**Document:**
__________________________________________________
Developing a Vision for Homeschooling: My story
I began homeschooling twelve years ago. How did my first-born little gap-toothed guinea pig turn into a beautiful 17-year old rising senior?
As the saying goes, “Some days have been long, but the years have been short!” Throughout the years the Lord has blessed me with mentors and a vision that has carried me through many less-than-ideal homeschooling days. As I am planning and preparing for my oldest’s last year of homeschooling, I’ve been reflecting on God’s goodness over the years and thanking Him for calling us to homeschool.
Years ago, at the beginning of my homeschooling journey, a veteran homeschooling mom and friend, Muriel, graciously accepted an invitation to speak in my home. This dear lady prayed for us and then passed around pictures of her four grown children who all happen to be within ten years of my age. Muriel began homeschooling when it was still illegal in her state. As she shared her story, I was inspired. Back in those days, curriculum offerings were practically non-existant. Most companies refused to sell to homeschoolers. It’s easy to think, “They had so little support. How did they do it?” I’m convinced that while Muriel may not have had many homeschool-specific texts, co-ops or conventions to assist her, she, and so many other pioneer homeschooling parents had something much more valuable. They had something that carried them through the hard days and the stares and the questions and the difficulties of participating in a new counter-cultural educational movement.
Muriel had vision.
__________________________________________________
Could you quote everything in the homeschooling story from "As the saying" down to "us to homeschool.", word for word?

**Material provided:**
__________________________________________________
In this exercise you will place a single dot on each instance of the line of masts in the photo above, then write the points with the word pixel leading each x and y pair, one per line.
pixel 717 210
__________________________________________________
**Complete answer:**
As the saying goes, “Some days have been long, but the years have been short!” Throughout the years the Lord has blessed me with mentors and a vision that has carried me through many less-than-ideal homeschooling days. As I am planning and preparing for my oldest’s last year of homeschooling, I’ve been reflecting on God’s goodness over the years and thanking Him for calling us to homeschool.